## Task goal
Set the following entries down again exactly, line by line.

## Given records
_ _ _

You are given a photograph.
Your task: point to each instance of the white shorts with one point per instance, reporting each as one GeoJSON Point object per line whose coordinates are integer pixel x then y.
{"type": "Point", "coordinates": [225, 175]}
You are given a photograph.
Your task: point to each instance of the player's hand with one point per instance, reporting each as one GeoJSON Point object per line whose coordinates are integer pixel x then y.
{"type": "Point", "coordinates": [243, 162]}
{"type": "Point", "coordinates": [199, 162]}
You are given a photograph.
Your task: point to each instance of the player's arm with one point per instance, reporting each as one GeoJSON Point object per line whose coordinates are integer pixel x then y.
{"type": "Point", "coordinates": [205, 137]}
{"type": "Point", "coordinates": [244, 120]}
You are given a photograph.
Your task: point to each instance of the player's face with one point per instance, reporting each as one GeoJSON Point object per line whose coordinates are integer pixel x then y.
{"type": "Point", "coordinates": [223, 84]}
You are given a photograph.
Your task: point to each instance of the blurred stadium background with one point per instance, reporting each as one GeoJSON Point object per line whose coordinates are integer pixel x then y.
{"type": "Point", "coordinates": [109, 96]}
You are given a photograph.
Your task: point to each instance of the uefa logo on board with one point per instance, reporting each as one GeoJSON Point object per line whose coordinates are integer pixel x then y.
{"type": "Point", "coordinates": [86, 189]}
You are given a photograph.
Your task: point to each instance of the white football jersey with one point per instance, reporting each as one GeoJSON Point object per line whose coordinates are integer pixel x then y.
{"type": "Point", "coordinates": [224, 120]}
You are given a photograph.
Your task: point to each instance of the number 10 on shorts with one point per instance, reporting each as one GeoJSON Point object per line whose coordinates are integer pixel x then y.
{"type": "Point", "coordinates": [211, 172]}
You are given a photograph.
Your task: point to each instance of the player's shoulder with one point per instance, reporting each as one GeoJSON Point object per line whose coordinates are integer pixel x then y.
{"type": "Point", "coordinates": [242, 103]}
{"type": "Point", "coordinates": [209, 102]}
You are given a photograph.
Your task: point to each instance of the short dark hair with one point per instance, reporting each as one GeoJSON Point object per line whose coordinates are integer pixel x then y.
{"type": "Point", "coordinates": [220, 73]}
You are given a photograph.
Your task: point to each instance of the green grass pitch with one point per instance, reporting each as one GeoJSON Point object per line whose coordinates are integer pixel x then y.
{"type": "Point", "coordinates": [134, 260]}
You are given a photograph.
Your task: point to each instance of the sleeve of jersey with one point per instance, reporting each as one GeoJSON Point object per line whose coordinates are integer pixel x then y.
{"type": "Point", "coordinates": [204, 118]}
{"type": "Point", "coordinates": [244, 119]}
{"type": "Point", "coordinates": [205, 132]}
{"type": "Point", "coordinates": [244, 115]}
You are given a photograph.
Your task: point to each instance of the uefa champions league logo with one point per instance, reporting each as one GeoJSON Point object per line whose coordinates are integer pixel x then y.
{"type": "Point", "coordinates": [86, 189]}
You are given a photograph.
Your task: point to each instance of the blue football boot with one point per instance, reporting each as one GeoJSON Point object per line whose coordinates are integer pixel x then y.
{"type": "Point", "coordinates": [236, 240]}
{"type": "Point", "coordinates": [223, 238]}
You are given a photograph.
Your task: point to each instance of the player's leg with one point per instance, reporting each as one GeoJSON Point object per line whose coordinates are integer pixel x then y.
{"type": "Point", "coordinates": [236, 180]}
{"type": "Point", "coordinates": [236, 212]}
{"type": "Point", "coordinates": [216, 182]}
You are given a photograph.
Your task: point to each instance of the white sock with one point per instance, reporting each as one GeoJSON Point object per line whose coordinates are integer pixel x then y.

_ _ _

## Answer to the problem
You are given a photograph.
Your task: point to each instance of the white shorts with one point per instance, reporting each as one GeoJSON Point object per line whose coordinates are integer pixel x then y.
{"type": "Point", "coordinates": [225, 175]}
You are given a photograph.
Your task: point to each instance of the player's hand with one point per instance, reporting each as one GeoJSON Point object per line whose coordinates are integer pixel x then y.
{"type": "Point", "coordinates": [243, 162]}
{"type": "Point", "coordinates": [199, 162]}
You are given a photograph.
Your task: point to each instance of the player's arm with one point per instance, reporting each as one GeoJSON Point object per line whose coordinates are integer pixel x then y.
{"type": "Point", "coordinates": [205, 137]}
{"type": "Point", "coordinates": [244, 120]}
You are given a photograph.
Your task: point to each instance of the player's face with one point per instance, reporting each as one GeoJSON Point object per line whose coordinates are integer pixel x then y.
{"type": "Point", "coordinates": [223, 84]}
You are given a photograph.
Your task: point to each instance of the blurred stadium background with one point per instance, reporting each as one GeoJSON Point object per line whose coordinates are integer pixel x then y.
{"type": "Point", "coordinates": [109, 96]}
You are given a photograph.
Your task: point to each instance of the uefa logo on board with one point per instance, reporting each as one GeoJSON Point object per line whose coordinates are integer pixel x then y.
{"type": "Point", "coordinates": [86, 189]}
You are given a photograph.
Your task: point to each instance of the white football jersey with one point per instance, reporting each as one GeoJSON Point object per line whose coordinates are integer pixel x then y.
{"type": "Point", "coordinates": [224, 120]}
You are given a photograph.
Your task: point to each instance of the number 10 on shorts with one point per instance, reporting each as one GeoJSON Point object per line whose coordinates are integer pixel x then y.
{"type": "Point", "coordinates": [211, 172]}
You are given a photograph.
Your task: point to each instance of the player's shoulder with one point per instance, reporting each as one GeoJSON Point object per line whose coordinates are integer pixel x then y.
{"type": "Point", "coordinates": [242, 103]}
{"type": "Point", "coordinates": [209, 102]}
You are given a photograph.
Your task: point to each instance of the short dark hair with one point per instance, reporting each as one GeoJSON Point object per line whose coordinates are integer pixel x then y.
{"type": "Point", "coordinates": [220, 73]}
You are given a photograph.
Your task: point to each instance of the green grass pitch with one point per instance, reporting each as one GeoJSON Point object per line whose coordinates are integer pixel x then y.
{"type": "Point", "coordinates": [134, 260]}
You are given a photograph.
Your task: point to each instance of the sleeve of jersey with one point per instance, reporting each as one GeoJSON Point object per line whose coordinates are integer pixel x then y.
{"type": "Point", "coordinates": [204, 118]}
{"type": "Point", "coordinates": [244, 119]}
{"type": "Point", "coordinates": [205, 132]}
{"type": "Point", "coordinates": [244, 115]}
You are given a photograph.
Your task: point to each instance of the uefa champions league logo with one point per instance, reporting each as one GeoJSON Point object per line whose coordinates are integer pixel x then y.
{"type": "Point", "coordinates": [86, 189]}
You are given a photograph.
Your task: point to each instance of the blue football boot with one point per instance, reporting each as one GeoJSON Point object per line whose coordinates are integer pixel x then y.
{"type": "Point", "coordinates": [236, 240]}
{"type": "Point", "coordinates": [223, 238]}
You are given a photograph.
Your task: point to each instance of the player's leg with one point per instance, reporting each as one GeoJSON Point object per line whose coordinates are integer pixel x then y.
{"type": "Point", "coordinates": [236, 180]}
{"type": "Point", "coordinates": [236, 212]}
{"type": "Point", "coordinates": [216, 182]}
You are given a photograph.
Your task: point to each instance of the white sock with one point per instance, reporting each as one GeoJSON Point object per line whose coordinates are integer pixel x then y.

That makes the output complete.